## TEXTE À LIRE
Il ne faut rendre coupable aucun secteur. Ce n’est pas une activité en particulier, comme les salons de beauté, qui propage le Covid. C’est l’accumulation de tous les contacts sociaux dans différents secteurs. Ceci étant dit, les centres d’esthétique touchent le corps des gens et ajoutent ainsi, à leur échelle, des interactions sociales supplémentaires.
Nous avons quand même l’impression d’un « deux poids deux mesures ». D’un côté le petit bar de quartier va devoir fermer, tandis que les grandes surfaces très fréquentées peuvent rester ouvertes.
Je ne suis pas d’accord avec cette question car les centres commerciaux sont aussi soumis à des restrictions. La capacité ne peut pas dépasser les 30%. On ne peut pas empêcher les gens d’acheter des produits alimentaires. Sur les autres boutiques, oui peut-être on aurait dû aussi les fermer. Quoiqu’il en soit, la restriction de la capacité d’accueil doit être respectée, et le consommateur doit se montrer responsable.
Les pressions mises sur les restaurants, bars et centres d’esthétique peuvent aussi se convertir en un thème de santé. Face à l’agonie financière, les patrons d’établissements ou leurs employés peuvent développer des troubles de l’anxiété par exemple. Ce facteur est-il assez pris en compte ?
Le problème sanitaire auquel nous faisons face ne se résume pas au Covid. Il concerne l’intégralité du système de soins. Si nous saturons les urgences et les hôpitaux, nous ne pourrons plus soigner les autres maladies. La seule solution sera alors le confinement à domicile. Avec celui-ci, les pathologies que vous évoquez comme le stress, la dépression seront encore pires si nous sommes enfermés entre quatre murs d’ci quelques semaines. Sans parler du choc économique qui lui aussi sera beaucoup plus fort avec un retour au confinement. Nous devons donner tout ce que nous avons pendant les deux semaines à venir. Nous devons faire de grands sacrifices personnels sinon il n’y aura pas d’autre alternative que le confinement total.

## LA CONSIGNE
Rédigez la suite de l'entretien sur les restrictions contre le Covid, à partir de sa dernière réplique.

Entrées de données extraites
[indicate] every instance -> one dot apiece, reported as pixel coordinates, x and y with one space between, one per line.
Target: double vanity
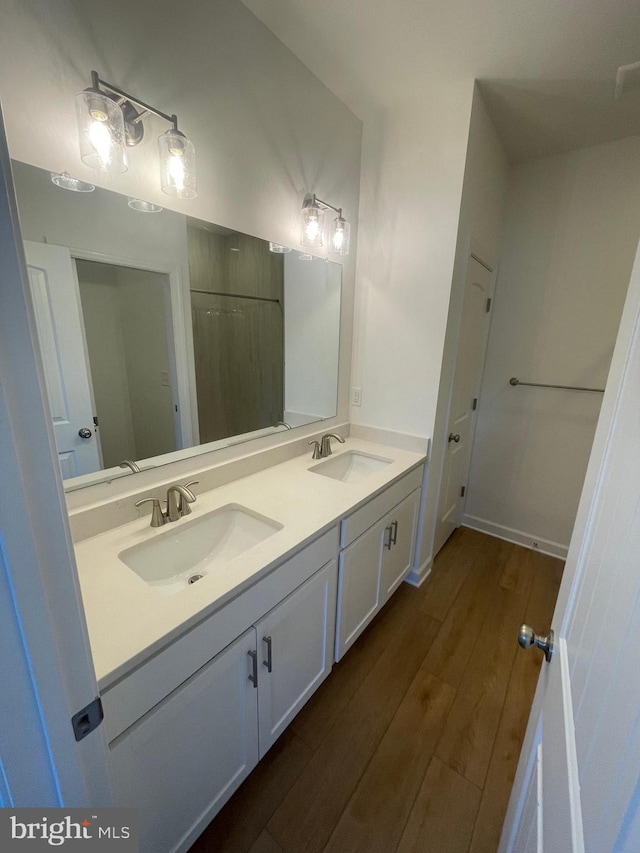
209 633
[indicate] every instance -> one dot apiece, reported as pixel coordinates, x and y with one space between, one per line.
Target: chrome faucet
322 448
178 500
325 446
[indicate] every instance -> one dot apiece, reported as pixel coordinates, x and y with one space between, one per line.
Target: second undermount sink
184 552
350 466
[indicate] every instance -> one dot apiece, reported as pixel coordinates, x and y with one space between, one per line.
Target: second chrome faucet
322 448
178 500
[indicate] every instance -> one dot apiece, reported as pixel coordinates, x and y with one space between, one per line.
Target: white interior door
577 786
474 328
59 322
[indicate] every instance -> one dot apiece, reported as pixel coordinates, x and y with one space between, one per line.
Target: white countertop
128 620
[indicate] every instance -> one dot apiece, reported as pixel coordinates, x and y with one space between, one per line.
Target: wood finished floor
411 744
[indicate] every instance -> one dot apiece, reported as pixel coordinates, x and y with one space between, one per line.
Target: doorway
126 316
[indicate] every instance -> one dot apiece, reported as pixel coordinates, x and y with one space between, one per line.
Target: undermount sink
350 466
184 552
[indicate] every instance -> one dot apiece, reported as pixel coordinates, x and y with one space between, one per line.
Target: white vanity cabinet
182 759
378 546
296 642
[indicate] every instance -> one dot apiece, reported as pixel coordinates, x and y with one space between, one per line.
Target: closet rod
234 295
514 381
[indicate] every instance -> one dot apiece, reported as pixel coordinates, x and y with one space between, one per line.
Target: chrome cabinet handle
527 638
253 678
269 661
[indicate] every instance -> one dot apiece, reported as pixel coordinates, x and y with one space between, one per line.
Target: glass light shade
74 185
143 206
340 236
312 226
177 165
101 132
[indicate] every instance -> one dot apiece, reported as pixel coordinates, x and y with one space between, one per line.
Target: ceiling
547 68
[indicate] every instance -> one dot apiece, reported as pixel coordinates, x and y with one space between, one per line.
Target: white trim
45 658
518 537
418 576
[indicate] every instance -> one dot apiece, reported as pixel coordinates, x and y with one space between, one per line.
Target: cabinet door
398 559
359 586
295 645
180 762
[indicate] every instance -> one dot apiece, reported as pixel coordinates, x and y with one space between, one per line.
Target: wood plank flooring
411 744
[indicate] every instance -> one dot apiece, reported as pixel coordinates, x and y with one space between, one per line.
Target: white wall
571 230
480 219
310 338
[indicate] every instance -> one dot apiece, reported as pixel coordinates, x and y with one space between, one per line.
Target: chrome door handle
527 638
253 678
269 661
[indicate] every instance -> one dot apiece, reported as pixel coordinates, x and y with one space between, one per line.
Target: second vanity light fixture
313 228
110 120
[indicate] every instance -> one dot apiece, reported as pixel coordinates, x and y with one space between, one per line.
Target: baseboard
418 576
518 537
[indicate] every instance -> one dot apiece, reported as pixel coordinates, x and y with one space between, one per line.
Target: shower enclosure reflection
186 336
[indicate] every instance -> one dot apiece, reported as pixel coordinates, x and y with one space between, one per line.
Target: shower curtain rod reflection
234 295
514 381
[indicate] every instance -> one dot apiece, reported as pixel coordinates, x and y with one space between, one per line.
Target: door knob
527 637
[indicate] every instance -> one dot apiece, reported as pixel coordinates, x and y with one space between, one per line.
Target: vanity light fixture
313 210
110 120
64 180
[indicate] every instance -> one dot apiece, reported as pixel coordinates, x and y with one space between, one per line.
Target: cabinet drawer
362 519
139 691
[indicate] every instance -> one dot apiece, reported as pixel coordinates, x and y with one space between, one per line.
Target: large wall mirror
163 336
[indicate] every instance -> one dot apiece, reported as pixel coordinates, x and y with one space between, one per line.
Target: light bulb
101 132
340 237
312 222
176 171
100 138
177 165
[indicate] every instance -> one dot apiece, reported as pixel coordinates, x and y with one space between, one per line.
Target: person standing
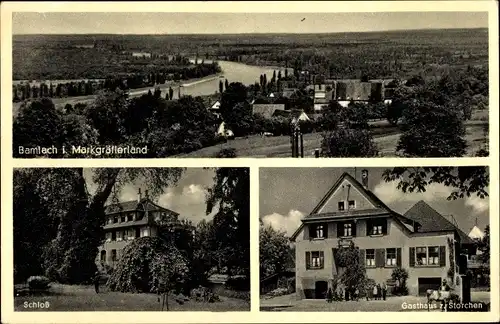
444 287
384 291
97 278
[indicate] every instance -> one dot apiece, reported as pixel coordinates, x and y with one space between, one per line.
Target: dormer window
377 227
318 231
347 229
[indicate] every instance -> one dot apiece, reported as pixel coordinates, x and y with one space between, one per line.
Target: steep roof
432 221
476 233
144 205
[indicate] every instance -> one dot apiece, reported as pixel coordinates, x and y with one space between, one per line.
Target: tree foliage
345 142
465 181
74 217
147 263
354 273
274 251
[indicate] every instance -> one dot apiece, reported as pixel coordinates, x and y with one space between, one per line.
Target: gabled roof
380 209
267 110
133 205
432 221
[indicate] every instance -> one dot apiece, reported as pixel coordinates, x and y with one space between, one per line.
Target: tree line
58 229
137 80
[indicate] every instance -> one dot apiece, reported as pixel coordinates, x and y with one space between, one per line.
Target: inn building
421 241
126 221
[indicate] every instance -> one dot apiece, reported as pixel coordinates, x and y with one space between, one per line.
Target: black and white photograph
375 239
131 239
234 84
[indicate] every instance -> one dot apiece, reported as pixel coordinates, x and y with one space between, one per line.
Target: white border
8 316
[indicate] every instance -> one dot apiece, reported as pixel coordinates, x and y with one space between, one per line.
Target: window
317 231
347 229
316 260
370 257
433 258
390 257
421 256
377 227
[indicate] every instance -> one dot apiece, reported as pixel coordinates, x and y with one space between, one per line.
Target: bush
38 283
400 275
345 142
245 295
238 283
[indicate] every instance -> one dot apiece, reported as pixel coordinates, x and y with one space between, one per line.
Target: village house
421 241
127 221
267 110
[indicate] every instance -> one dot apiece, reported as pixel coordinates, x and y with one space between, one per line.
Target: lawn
392 304
385 136
84 298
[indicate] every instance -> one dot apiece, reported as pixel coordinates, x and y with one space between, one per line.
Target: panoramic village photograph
374 239
131 239
156 85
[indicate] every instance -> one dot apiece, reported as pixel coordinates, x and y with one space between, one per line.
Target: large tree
79 215
274 251
230 195
431 130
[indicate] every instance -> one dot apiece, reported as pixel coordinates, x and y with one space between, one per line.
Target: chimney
364 178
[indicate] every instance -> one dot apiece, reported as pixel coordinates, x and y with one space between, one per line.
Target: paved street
392 304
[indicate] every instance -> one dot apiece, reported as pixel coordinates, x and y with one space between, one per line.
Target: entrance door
321 288
428 283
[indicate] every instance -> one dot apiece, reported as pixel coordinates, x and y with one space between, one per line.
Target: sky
287 194
187 197
234 23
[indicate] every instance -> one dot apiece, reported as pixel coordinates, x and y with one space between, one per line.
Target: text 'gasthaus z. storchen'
84 150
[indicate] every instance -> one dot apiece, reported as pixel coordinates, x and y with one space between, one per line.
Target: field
385 136
342 55
84 298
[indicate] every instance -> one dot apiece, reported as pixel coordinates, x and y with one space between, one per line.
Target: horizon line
256 33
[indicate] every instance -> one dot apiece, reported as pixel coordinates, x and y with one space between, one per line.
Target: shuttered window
398 257
412 257
428 256
315 260
370 258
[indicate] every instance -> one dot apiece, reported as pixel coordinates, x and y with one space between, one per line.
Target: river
232 71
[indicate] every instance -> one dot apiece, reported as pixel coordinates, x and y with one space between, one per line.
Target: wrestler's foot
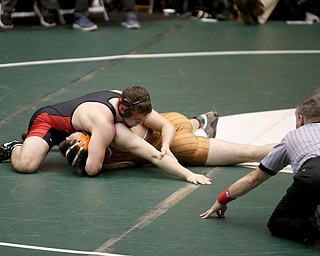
209 123
7 148
316 218
314 235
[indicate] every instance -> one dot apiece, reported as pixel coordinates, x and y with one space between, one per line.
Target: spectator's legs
7 7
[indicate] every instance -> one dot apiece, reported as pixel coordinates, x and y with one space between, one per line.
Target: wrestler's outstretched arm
126 140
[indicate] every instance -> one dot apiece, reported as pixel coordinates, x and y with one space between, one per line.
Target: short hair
137 99
309 109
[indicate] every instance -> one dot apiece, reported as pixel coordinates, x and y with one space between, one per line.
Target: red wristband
225 197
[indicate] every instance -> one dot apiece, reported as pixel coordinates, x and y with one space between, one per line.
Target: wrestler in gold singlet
188 148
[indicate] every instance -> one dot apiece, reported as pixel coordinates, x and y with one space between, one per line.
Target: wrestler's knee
24 167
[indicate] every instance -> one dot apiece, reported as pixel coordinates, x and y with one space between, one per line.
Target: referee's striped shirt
295 148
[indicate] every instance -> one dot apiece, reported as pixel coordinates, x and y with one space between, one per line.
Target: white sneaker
209 121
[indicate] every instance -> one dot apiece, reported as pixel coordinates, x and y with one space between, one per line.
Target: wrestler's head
134 103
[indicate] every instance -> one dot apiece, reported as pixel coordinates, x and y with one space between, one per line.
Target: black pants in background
291 218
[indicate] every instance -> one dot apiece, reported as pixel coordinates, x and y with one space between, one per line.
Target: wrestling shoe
209 123
45 15
316 218
250 10
314 234
130 20
7 148
84 23
6 20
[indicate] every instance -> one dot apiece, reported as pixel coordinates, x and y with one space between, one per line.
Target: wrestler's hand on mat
166 151
77 152
217 208
199 179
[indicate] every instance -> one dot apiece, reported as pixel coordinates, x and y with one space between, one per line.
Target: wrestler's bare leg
227 153
28 157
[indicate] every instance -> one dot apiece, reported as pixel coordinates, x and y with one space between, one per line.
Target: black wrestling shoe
315 232
209 121
6 149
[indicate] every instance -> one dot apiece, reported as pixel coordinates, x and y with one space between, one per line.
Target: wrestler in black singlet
53 123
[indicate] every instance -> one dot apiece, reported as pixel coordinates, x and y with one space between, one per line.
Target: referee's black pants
291 218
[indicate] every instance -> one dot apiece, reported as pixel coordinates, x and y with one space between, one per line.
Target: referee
297 216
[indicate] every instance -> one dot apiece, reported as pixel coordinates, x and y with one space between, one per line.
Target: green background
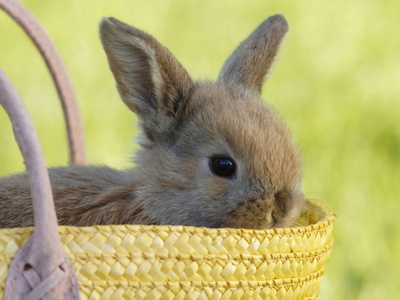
336 83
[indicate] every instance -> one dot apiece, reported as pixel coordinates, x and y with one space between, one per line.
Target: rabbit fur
184 124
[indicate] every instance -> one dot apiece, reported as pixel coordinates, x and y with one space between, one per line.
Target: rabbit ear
151 82
250 63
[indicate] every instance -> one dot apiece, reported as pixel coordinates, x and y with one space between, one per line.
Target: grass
336 84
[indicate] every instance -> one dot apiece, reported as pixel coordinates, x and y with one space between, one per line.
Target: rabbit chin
266 213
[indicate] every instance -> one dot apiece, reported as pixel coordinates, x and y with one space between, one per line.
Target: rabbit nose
252 214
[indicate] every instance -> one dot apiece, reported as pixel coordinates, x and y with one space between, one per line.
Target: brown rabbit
212 153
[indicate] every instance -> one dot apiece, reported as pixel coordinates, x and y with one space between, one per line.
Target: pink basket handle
59 74
40 270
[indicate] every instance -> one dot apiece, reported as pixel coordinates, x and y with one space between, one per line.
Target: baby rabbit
212 153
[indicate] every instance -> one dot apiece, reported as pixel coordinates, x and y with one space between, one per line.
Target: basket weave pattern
178 262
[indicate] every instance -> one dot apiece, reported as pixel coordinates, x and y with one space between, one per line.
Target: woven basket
178 262
145 262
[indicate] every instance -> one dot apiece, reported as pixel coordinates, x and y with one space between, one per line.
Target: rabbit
212 153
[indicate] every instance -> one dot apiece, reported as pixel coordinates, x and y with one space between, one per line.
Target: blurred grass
336 84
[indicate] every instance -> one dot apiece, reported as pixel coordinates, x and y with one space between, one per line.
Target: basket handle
40 269
59 74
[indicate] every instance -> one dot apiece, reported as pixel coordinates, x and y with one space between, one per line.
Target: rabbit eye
223 166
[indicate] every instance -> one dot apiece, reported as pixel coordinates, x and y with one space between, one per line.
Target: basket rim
321 225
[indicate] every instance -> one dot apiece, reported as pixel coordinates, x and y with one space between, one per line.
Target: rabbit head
212 153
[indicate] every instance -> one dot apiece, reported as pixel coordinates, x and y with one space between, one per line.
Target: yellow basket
178 262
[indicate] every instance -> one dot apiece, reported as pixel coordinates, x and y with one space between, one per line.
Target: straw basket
178 262
145 262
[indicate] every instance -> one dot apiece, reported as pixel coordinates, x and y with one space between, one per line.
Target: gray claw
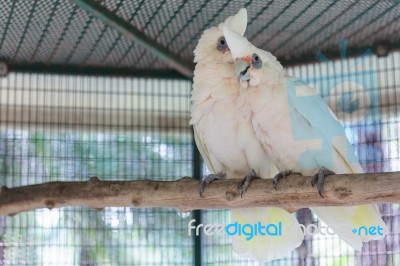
208 180
245 182
319 178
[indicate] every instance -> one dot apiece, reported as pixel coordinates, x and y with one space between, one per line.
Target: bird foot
277 178
319 178
245 182
208 180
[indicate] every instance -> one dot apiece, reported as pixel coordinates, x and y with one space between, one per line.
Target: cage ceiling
84 36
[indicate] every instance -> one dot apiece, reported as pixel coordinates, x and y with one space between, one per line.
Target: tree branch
294 192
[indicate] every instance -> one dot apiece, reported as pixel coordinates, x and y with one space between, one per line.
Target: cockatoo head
253 65
212 46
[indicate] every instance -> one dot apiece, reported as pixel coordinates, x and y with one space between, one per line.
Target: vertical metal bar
197 214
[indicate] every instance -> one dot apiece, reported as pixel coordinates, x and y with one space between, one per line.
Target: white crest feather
237 22
238 44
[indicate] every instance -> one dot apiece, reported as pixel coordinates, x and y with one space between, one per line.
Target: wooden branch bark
294 192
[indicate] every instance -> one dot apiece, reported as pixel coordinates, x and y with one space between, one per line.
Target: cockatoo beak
242 70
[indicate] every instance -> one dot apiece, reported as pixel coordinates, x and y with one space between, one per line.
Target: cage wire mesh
68 127
376 142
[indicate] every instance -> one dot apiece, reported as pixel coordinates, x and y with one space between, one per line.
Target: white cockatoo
301 134
228 144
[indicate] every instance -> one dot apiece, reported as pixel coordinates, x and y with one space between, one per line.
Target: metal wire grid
376 142
60 33
70 128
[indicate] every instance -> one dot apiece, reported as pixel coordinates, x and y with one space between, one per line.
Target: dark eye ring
222 45
256 61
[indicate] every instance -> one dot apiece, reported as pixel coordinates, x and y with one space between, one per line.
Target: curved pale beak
242 70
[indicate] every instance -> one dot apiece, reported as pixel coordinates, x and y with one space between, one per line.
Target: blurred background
79 98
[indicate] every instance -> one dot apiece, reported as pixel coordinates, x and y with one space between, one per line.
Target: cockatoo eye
222 45
256 61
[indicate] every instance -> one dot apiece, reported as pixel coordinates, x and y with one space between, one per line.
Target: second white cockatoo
228 144
300 133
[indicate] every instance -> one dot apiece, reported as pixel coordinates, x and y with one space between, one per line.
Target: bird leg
245 182
208 180
319 178
277 178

## VOTRE RÉPONSE
Certains secteurs de la population critiquent cette fermeté au nom de la perte des libertés individuelles. Est-ce que vous les comprenez ?
Si l’on veut préserver nos libertés, nous devons faire des sacrifices durant les prochaines semaines. Sinon avec un nouveau confinement, nous perdrons de nouveau l’intégralité de nos libertés. Tout se joue maintenant.
Donc la réouverture des restaurants en Catalogne dans quinze jours parait compliquée ?
En effet, je pense qu’il faudra prolonger un peu plus la fermeture des bars et restaurants. Je n’ai pas de boule de cristal pour savoir combien de temps cela durera. Il faudra examiner les courbes.
Les frontières ne sont pas fermées, donc les touristes peuvent venir en vacances à Barcelone et en Catalogne ?
La frontière France Espagne peut rester ouverte car le taux d’incidence entre les deux pays est le même. Cependant les gens ne voyagent plus car ils ont peur.
Les familles pourront-elles se réunir à Noël ?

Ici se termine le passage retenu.